═════ SUPPLIED ENTRIES

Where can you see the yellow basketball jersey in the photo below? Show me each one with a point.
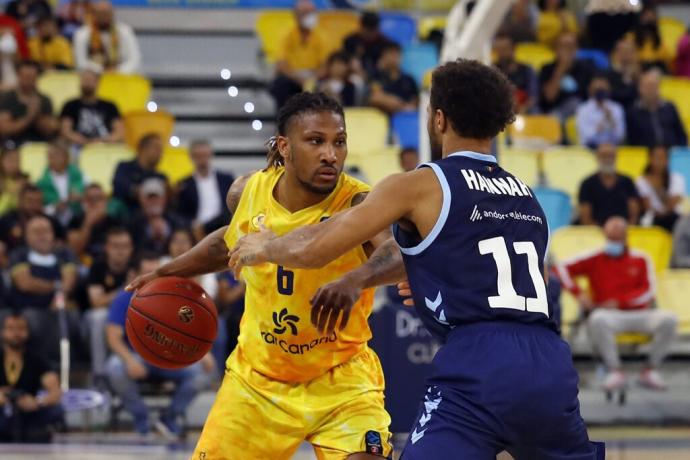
(277, 338)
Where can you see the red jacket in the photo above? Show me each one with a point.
(628, 279)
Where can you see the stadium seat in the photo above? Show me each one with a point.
(566, 167)
(523, 163)
(597, 57)
(60, 87)
(556, 205)
(33, 159)
(129, 92)
(671, 30)
(655, 242)
(632, 161)
(367, 130)
(175, 163)
(140, 123)
(398, 27)
(405, 127)
(271, 26)
(98, 162)
(535, 131)
(419, 58)
(672, 294)
(680, 163)
(534, 55)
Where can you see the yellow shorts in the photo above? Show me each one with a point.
(339, 413)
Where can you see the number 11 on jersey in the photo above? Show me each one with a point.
(507, 297)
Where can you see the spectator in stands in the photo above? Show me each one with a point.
(130, 174)
(681, 243)
(555, 19)
(336, 82)
(62, 183)
(87, 231)
(125, 368)
(30, 392)
(652, 120)
(520, 75)
(621, 299)
(392, 90)
(90, 119)
(26, 114)
(12, 179)
(201, 196)
(366, 45)
(564, 82)
(521, 21)
(38, 271)
(153, 225)
(624, 74)
(600, 120)
(107, 277)
(662, 191)
(648, 42)
(303, 57)
(682, 63)
(409, 159)
(50, 49)
(606, 193)
(105, 44)
(30, 204)
(609, 20)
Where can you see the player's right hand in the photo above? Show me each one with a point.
(405, 291)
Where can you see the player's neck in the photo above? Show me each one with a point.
(465, 144)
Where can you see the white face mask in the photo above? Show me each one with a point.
(309, 21)
(8, 45)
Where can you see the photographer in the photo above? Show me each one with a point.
(29, 389)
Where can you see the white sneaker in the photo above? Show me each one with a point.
(614, 380)
(651, 379)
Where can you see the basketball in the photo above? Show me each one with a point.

══════════

### WHAT THE TASK REQUIRES
What you return should match the records above word for word, minus the pictures.

### PROBLEM SOLUTION
Where can you see the yellow basketball jersey in the photo below? Show me each one with a point.
(277, 338)
Where can you see the red jacket in the photo above? Show me each one with a point.
(628, 279)
Where can you see the stadium seat in the photo above? Show me each one with a point.
(566, 167)
(523, 163)
(597, 57)
(60, 87)
(556, 205)
(33, 159)
(129, 92)
(671, 30)
(655, 242)
(632, 161)
(367, 130)
(175, 163)
(140, 123)
(398, 27)
(405, 127)
(271, 26)
(98, 162)
(535, 131)
(419, 58)
(672, 294)
(680, 163)
(534, 55)
Where can you see the yellow shorts in the photo above? Show me each one with a point.
(339, 413)
Where can you see the number 11 on jersey in the photo above? Show me each one with a point.
(507, 297)
Where can you see the spectator in stands in the photo above? Show me each one with a point.
(130, 174)
(681, 243)
(555, 19)
(336, 82)
(62, 183)
(87, 231)
(125, 368)
(30, 392)
(652, 120)
(520, 75)
(621, 299)
(392, 90)
(90, 119)
(26, 114)
(12, 179)
(201, 196)
(366, 45)
(564, 82)
(521, 21)
(38, 271)
(153, 225)
(624, 74)
(600, 120)
(107, 277)
(662, 191)
(648, 42)
(303, 57)
(682, 63)
(409, 159)
(50, 49)
(606, 193)
(105, 44)
(30, 204)
(609, 20)
Where can you see the player's right hand in the photo above? Show me each one with a point.
(405, 291)
Where can you see the player's neck in the photo above? Show me each one with a point.
(465, 144)
Where can you see the white face mask in the photo above? Show me each one with a point.
(309, 21)
(8, 45)
Where can you see the photographer in the photo above? Show me each one with a point.
(29, 389)
Where can you see the white sneaker in the photo above? Show me each one with a point.
(614, 380)
(651, 379)
Where can you see the basketball in the photo above? Show me each one with a point.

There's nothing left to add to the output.